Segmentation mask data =
*** Block opens ***
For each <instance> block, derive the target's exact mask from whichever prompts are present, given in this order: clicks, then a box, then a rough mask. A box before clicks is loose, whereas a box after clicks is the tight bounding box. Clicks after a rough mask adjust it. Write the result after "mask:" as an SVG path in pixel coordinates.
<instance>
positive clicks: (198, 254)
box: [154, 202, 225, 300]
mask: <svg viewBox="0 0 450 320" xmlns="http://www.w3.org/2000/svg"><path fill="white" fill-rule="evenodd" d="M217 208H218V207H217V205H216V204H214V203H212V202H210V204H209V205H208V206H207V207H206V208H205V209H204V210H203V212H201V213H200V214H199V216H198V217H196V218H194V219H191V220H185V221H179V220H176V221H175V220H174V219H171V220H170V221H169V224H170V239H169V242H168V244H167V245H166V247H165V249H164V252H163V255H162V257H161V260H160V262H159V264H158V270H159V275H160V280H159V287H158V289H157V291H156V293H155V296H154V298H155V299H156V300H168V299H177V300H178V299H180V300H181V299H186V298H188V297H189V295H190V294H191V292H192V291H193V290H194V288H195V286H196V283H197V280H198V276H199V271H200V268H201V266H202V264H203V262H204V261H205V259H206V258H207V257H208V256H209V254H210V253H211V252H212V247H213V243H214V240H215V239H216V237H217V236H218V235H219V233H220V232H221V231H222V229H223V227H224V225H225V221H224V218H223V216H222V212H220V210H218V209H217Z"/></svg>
*** Block closes ***
What this task involves =
The entries shown above should be copied out word for word.

Result of this exercise =
For each <instance> block, derive the target's exact mask from whichever prompts are present, given in this order: clicks, then a box, then a rough mask. A box before clicks is loose, whereas a box after clicks is the tight bounding box. Clicks after a rough mask adjust it. Write the result after "mask:" as an SVG path in pixel coordinates.
<instance>
positive clicks: (198, 254)
box: [154, 202, 225, 300]
mask: <svg viewBox="0 0 450 320" xmlns="http://www.w3.org/2000/svg"><path fill="white" fill-rule="evenodd" d="M217 208H218V207H217V205H216V204H214V203H212V202H210V204H209V205H208V206H207V207H206V208H205V209H204V210H203V212H201V213H200V214H199V216H198V217H196V218H194V219H191V220H185V221H179V220H176V221H175V220H174V219H171V220H170V221H169V224H170V239H169V242H168V244H167V245H166V247H165V249H164V252H163V255H162V257H161V260H160V262H159V264H158V270H159V275H160V280H159V287H158V289H157V291H156V293H155V296H154V298H155V299H156V300H168V299H177V300H178V299H180V300H181V299H186V298H188V297H189V295H190V294H191V292H192V291H193V290H194V288H195V286H196V283H197V280H198V276H199V271H200V268H201V266H202V264H203V262H204V261H205V259H206V258H207V257H208V256H209V254H210V253H211V252H212V247H213V243H214V240H215V239H216V237H217V236H218V235H219V233H220V232H221V231H222V229H223V227H224V225H225V221H224V218H223V216H222V212H220V210H218V209H217Z"/></svg>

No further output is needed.